- _Task description_:
Reprint the entries without altering anything.

Records from a data collection

::::::::::

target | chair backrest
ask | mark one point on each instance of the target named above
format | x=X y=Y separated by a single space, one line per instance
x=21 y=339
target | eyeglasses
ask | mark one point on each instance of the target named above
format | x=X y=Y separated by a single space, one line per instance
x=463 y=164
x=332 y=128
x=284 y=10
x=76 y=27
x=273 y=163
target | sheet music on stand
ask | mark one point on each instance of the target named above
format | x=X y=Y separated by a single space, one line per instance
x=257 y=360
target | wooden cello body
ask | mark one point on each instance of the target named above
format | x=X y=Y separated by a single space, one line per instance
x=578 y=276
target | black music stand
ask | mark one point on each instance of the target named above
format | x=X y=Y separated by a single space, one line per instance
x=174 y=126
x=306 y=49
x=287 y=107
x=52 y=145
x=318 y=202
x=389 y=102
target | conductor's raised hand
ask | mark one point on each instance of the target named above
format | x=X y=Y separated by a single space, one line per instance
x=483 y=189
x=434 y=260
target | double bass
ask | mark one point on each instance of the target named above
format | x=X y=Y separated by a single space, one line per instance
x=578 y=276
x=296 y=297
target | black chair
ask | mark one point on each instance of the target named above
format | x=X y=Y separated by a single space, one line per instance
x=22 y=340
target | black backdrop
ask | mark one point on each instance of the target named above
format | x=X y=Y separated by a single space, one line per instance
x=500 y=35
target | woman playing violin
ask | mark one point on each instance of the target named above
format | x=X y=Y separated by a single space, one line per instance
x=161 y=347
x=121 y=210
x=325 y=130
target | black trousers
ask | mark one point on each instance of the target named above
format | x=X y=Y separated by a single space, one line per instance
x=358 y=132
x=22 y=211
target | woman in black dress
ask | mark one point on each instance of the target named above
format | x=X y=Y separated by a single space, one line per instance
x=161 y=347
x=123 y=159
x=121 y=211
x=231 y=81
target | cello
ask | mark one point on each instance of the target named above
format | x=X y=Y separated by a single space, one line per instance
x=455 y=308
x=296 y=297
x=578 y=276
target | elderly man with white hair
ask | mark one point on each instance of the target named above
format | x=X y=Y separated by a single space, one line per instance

::::::::::

- _Written response_:
target | chair backrest
ask | mark one point on each instance of the target named above
format | x=X y=Y separated by a single space, one line per instance
x=21 y=339
target | eyeglasses
ask | mark one point on each instance of the target named above
format | x=X y=Y separated by a single space, one line per instance
x=463 y=164
x=332 y=128
x=284 y=10
x=76 y=27
x=273 y=163
target | sheet music on stand
ask | mark one point on each instance of the target named above
format | x=X y=Y separated by a single space, one line per instance
x=257 y=360
target | wooden cello body
ask | mark one point on each instance of the target named above
format | x=X y=Y separated by a single space, one line per instance
x=578 y=276
target | black music stand
ask | mark one point on each instance of the target named above
format | x=X y=Y separated by a single space, one line per instance
x=174 y=126
x=306 y=49
x=287 y=107
x=52 y=145
x=318 y=202
x=389 y=102
target | conductor's raised hand
ask | mark one point on each instance of the target named above
format | x=X y=Y separated by a single space, one line per instance
x=483 y=189
x=434 y=260
target | double bass
ask | mark one point on each instance of the target named above
format | x=X y=Y separated by a single space, one line per instance
x=578 y=276
x=296 y=297
target | black chair
ask | mark one point on each instance of the target named above
format | x=X y=Y separated by a single space, one line per instance
x=22 y=340
target | black backdrop
ask | mark one point on each instance of the target named above
format | x=X y=Y separated by a single space, one line per instance
x=500 y=35
target | woman playing violin
ask | mark one point on each instance of the target named above
format | x=X y=Y separated by a single space, one line per instance
x=161 y=347
x=121 y=210
x=325 y=130
target | black trousers
ask | mark one point on each instance of the target named above
format | x=X y=Y separated by a single space, one line per instance
x=358 y=132
x=22 y=211
target | woman in black dress
ask | mark one point on each instance of the target named above
format | x=X y=Y separated by a single space, one line per instance
x=161 y=347
x=123 y=159
x=121 y=211
x=231 y=81
target | cello
ask | mark one point on each instance of the target named above
format | x=X y=Y separated by a single space, one line per instance
x=455 y=308
x=296 y=297
x=578 y=276
target | elderly man with white hair
ask | mark one point on each instance of the target named above
format | x=X y=Y separated by a single space, one line per instance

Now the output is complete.